Source document:

%%

Sunday, June 30, 2013

The country, as it passes by


A journey to and from a delicious lunch in Koringberg, with a quick stop to buy proteas beside the road.


The last time I drove up here, on the N7 (the road to Namibia), it was dry, dusty, hot, brown, white.


Now it is green. Up, and down. 


Young wheat. 


On the way back to Cape Town again I saw blue cranes stepping through it.


Then the dark blue mountain appeared.


Devil's Peak and the mountain, just before 6pm.

And then President Obama's traffic jams swallowed me up.

Saturday, June 29, 2013

Planting to eat


Our lunchtime radishes in Cape Town, today, fresh from the pot where they were pulled. The secret with radishes, for me, is to forget that they are there. Plant them, walk away. Don't look back. Come back in six weeks.

%%

Material provided:
%%

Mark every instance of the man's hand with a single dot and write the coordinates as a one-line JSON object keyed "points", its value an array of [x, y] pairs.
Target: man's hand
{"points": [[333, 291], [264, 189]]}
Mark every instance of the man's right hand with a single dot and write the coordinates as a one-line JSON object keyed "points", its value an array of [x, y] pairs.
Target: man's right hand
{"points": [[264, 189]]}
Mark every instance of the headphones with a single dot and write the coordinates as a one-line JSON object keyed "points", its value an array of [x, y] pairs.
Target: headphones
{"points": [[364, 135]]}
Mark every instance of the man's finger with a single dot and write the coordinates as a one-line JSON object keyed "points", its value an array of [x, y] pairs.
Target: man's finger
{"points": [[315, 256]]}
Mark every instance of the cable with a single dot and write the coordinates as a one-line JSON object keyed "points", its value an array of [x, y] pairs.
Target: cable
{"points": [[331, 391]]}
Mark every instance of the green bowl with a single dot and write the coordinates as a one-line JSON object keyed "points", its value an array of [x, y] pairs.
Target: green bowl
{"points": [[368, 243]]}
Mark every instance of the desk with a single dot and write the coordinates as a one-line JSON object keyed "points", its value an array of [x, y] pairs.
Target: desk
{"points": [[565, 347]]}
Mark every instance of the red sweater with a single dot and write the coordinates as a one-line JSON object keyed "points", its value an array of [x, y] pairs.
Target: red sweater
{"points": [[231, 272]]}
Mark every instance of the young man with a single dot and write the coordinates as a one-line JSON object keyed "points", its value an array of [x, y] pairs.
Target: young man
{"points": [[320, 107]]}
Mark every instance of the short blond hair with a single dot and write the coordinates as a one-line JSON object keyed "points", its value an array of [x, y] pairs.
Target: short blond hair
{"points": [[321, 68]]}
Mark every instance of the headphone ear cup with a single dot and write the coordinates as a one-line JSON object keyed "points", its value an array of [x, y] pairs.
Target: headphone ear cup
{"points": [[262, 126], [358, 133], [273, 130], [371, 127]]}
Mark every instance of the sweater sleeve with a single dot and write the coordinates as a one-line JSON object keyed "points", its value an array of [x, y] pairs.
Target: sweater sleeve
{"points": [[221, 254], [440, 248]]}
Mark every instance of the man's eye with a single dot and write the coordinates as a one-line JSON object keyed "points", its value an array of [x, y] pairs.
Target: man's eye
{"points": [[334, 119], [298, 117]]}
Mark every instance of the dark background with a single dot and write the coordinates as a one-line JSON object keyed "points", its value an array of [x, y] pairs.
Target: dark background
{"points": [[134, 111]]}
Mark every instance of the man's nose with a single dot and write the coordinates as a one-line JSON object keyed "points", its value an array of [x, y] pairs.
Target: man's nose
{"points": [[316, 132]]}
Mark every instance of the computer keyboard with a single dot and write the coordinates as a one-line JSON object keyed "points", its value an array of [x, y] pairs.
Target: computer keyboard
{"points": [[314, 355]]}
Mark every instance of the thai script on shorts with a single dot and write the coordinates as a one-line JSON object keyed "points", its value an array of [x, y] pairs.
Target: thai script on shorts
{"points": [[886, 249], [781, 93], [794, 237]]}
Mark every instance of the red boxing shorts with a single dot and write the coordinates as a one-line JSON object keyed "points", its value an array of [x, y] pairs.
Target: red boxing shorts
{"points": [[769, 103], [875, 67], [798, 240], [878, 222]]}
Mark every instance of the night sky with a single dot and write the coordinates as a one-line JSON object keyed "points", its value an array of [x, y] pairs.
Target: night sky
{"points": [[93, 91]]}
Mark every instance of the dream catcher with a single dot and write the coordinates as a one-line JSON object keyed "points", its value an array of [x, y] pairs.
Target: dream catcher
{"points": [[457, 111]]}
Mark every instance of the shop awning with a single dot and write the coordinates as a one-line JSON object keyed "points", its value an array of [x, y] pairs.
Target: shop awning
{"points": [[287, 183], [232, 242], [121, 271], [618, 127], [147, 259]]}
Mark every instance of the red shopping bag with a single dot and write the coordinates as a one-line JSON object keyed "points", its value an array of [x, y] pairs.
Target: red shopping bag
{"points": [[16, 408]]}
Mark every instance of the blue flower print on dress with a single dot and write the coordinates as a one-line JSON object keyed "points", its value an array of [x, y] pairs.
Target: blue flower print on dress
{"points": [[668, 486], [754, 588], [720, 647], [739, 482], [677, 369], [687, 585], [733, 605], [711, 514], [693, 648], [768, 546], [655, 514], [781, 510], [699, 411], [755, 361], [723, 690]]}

%%
%%

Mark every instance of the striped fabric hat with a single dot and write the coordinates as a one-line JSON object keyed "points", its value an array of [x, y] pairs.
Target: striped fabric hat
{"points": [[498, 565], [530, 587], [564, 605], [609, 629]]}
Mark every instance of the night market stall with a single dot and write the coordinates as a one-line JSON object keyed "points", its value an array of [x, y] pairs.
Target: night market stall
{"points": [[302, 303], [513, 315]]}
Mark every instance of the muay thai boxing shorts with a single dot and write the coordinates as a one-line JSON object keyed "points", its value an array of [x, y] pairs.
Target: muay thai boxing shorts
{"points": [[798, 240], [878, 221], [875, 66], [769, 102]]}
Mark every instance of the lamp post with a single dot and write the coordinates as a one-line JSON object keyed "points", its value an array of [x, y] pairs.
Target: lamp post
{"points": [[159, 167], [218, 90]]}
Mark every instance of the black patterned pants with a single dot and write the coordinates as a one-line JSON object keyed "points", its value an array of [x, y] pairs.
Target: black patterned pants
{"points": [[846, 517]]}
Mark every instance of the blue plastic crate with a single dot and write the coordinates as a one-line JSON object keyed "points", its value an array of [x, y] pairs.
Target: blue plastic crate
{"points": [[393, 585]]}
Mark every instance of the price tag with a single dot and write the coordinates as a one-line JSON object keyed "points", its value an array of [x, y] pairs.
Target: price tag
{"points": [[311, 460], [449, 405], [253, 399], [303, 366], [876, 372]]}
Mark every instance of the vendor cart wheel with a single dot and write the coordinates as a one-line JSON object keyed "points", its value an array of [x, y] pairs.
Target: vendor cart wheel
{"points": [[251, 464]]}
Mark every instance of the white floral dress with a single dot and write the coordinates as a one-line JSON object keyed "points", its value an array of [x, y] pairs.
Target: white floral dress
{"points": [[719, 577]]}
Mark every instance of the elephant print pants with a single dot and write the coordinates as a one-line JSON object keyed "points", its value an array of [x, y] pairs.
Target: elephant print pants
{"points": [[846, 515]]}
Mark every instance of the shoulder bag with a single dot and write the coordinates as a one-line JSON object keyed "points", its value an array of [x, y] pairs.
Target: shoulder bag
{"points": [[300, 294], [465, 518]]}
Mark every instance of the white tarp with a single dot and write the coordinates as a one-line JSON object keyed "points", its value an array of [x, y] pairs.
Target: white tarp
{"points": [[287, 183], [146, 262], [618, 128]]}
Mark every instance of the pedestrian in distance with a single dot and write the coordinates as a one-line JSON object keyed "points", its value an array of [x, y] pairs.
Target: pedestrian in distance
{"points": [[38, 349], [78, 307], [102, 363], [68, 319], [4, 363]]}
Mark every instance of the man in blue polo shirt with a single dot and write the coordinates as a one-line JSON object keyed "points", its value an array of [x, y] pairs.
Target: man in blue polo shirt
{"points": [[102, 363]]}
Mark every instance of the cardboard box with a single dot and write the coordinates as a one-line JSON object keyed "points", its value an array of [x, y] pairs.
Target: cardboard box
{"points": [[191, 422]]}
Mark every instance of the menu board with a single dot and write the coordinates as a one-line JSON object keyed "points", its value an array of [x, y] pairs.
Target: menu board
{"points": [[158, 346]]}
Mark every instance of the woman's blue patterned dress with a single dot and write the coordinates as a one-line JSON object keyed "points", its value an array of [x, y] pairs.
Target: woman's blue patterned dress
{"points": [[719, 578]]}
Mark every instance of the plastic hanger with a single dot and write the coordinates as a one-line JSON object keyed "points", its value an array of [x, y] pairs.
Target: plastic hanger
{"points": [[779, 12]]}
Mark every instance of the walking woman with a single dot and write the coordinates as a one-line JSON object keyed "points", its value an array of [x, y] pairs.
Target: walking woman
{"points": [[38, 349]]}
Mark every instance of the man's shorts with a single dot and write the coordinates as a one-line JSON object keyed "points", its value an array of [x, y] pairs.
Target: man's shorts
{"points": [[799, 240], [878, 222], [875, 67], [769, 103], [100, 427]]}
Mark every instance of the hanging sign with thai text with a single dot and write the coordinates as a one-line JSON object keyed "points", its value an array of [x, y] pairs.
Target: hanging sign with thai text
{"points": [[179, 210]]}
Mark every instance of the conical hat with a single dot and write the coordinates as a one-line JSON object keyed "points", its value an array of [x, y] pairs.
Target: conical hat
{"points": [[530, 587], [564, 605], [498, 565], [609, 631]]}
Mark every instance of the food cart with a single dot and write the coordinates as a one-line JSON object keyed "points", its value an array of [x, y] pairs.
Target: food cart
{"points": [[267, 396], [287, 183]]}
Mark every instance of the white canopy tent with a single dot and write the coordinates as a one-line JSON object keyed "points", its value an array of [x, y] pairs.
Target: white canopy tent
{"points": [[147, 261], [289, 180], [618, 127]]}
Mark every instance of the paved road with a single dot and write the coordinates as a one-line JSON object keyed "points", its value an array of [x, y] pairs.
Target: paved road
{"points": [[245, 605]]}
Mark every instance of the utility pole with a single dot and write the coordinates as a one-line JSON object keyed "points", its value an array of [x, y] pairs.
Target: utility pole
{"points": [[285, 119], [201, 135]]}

%%

Given problem:
Recast the paragraph of the source document that begins "Our lunchtime radishes" as a brief list of its main facts.

Solution to the exercise:
- The radishes eaten at lunch in Cape Town that day were freshly pulled from their pot.
- The writer's secret with radishes is to forget they are there.
- Plant them, walk away without looking back, and return in six weeks.